--- Passage to read ---

Price: £6.99
Publisher: Usborne Publishing Ltd
Genre: Fiction
Age Range: 14+ Secondary/Adult
Length: 320pp
Buy the Book
The Other Life
Sherry (aged 12) and her father are going to do some shopping at the supermarket. Their expedition is not quite as everyday as it sounds as for three years Sherry, her parents, her brother, sister and grandmother have been living in a hermetically sealed cell. Grandad, by the way, is dead and lies in the freezer. In the outside world an infectious rabies bug has been killing or transforming people. In the cell the family can live a safe if somewhat enclosed life.
But now they have two problems. Sherry’s mother is asthmatic and has no treatment. And they are running out of food. Sherry and her father are the best shots in the family and therefore best able to defend themselves against sinister predators. They are deputed to make the expedition. Sherry sees her father captured by a mutant monster, a ‘Weeper’. She herself is in mortal danger when she is rescued by a boy named Joshua, with whom she sets out to save what she can of her family life.

--- Provided data ---

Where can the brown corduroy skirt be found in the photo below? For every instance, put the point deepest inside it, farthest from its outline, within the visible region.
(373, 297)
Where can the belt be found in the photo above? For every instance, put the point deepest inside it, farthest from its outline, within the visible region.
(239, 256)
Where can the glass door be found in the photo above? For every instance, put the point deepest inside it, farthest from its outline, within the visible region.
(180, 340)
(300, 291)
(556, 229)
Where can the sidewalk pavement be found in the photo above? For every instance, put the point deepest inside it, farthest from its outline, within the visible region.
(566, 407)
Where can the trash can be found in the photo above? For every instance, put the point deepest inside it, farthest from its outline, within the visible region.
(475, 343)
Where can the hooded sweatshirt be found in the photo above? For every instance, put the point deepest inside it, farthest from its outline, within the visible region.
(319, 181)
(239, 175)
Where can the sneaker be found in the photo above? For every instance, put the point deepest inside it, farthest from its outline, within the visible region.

---

__Work to complete__:
A. According to the review of The Other Life, how long has Sherry's family been living in the hermetically sealed cell?
B. Pick up the review of The Other Life after its last sentence and keep writing.

__Responses to the exercise__:
A. Three years.

B.
This is not a book for pre-teen children. It is a fantasy just waiting to be made into a zombie film. The monsters of this tale – the Weepers – are depicted with great skill, inspiring genuine terror in the reader. Weepers are all the more frightening because their sentiments closely resemble ours. Winnacker raises a whole range of issues central to contemporary societies, some would argue with extra relevance to her own USA. How do societies dependent on violence survive? How do citizens employ violence to exist? Who decides who shall live or die?
Relate Winnacker’s book to our society. In the UK the prison population is the highest it has ever been in modern times. Young people have recently shown that they are ready in their thousands to take to the streets and commit violent acts. Is The Other Life the kind of allegorical warning we desperately need?